Deferred acquisition costs (DACs)

Acquisition costs (ie any and all costs incurred by an insurer or reinsurer in acquiring business) that are carried over to a subsequent accounting period so that the acquisition costs are shown within the same period as any corresponding income generated. Related terms: acquisition costs.

Difference in conditions (DIC)

1. A commercial insurance policy that is designed to 'fill the gaps' in coverage left when many different policies have, necessarily, been purchased in various insurance markets around the world to cover risks in different territories. Difference in conditions policies are regarded as 'master' policies and cover only those risks not covered under the local policies already purchased.

2. A commercial property insurance policy that is purchased by a company in addition to a standard commercial property policy in order to 'fill the gaps' in coverage left by the standard policy. Such 'gaps' are usually those perils that are not covered by the standard policy, such as earthquake. Compare to: difference in limits.

Questions to answer.
**A)** Answer these questions from the insurance glossary:
(i) Why are deferred acquisition costs carried over to a subsequent accounting period?
(ii) In the first sense of difference in conditions, what are such policies regarded as?
(iii) In the second sense, what peril is named as an example of a gap left by the standard policy?
**B)** Copy the insurance glossary word for word from "Difference in conditions (DIC)" to "policies already purchased.".

The data.
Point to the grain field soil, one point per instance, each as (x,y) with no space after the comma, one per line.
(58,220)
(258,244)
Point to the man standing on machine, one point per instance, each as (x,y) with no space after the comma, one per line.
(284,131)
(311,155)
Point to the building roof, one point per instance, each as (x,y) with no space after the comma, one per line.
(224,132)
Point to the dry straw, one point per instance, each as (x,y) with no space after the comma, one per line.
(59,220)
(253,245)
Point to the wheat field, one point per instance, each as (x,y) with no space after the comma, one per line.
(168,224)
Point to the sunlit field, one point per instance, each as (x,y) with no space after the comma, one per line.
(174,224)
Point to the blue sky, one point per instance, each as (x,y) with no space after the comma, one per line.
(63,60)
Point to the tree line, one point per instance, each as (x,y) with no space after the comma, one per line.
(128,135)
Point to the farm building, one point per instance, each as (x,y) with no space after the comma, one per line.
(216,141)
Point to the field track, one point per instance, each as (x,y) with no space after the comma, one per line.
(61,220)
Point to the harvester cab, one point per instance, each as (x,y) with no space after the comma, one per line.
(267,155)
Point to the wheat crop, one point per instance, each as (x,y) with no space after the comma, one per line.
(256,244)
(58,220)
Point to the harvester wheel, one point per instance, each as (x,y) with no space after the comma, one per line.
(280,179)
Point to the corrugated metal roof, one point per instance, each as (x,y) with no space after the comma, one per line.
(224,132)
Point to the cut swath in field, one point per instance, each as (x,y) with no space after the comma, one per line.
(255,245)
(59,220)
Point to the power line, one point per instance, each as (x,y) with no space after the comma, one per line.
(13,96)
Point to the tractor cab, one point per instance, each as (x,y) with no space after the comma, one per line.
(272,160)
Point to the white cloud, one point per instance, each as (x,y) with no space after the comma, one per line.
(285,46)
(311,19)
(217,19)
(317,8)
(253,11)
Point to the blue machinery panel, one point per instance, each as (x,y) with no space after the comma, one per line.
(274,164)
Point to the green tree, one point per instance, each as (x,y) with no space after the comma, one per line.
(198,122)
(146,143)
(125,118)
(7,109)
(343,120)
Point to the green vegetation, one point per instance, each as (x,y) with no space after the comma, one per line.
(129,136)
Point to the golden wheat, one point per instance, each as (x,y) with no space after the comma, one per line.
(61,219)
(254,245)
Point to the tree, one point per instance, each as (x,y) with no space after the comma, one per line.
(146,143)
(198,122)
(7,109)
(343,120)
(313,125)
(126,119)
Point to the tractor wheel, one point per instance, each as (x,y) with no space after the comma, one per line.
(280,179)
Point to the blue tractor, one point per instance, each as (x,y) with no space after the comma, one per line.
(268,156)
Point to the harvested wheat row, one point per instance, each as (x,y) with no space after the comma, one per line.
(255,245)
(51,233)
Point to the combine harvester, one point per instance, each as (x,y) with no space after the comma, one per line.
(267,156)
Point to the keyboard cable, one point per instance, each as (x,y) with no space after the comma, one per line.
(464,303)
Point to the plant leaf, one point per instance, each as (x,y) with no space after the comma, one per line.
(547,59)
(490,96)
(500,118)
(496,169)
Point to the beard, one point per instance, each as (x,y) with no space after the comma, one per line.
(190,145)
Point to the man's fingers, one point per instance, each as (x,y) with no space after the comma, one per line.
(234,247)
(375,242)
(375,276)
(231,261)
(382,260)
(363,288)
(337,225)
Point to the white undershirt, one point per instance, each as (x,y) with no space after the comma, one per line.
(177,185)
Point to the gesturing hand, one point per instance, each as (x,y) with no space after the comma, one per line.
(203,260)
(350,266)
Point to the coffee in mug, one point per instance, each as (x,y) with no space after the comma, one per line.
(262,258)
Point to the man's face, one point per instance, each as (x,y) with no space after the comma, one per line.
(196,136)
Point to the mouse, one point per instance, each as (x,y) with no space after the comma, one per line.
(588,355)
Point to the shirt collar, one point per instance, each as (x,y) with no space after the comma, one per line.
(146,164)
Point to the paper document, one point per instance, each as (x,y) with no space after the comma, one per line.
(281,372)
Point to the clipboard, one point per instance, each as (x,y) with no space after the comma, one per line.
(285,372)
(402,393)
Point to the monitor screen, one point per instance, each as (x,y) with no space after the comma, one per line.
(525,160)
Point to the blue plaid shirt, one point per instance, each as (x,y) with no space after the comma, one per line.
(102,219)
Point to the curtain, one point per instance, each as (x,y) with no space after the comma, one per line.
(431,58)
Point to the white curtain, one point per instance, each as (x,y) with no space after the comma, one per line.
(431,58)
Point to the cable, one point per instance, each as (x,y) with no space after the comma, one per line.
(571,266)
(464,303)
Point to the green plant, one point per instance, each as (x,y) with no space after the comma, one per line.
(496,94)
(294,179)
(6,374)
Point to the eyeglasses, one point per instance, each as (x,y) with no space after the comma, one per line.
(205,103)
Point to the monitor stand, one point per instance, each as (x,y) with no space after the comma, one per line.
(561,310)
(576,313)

Written answers.
**A)**
(i) They are carried over so that the acquisition costs are shown within the same period as any corresponding income generated.
(ii) They are regarded as 'master' policies.
(iii) Earthquake.

**B)**
Difference in conditions (DIC)

1. A commercial insurance policy that is designed to 'fill the gaps' in coverage left when many different policies have, necessarily, been purchased in various insurance markets around the world to cover risks in different territories. Difference in conditions policies are regarded as 'master' policies and cover only those risks not covered under the local policies already purchased.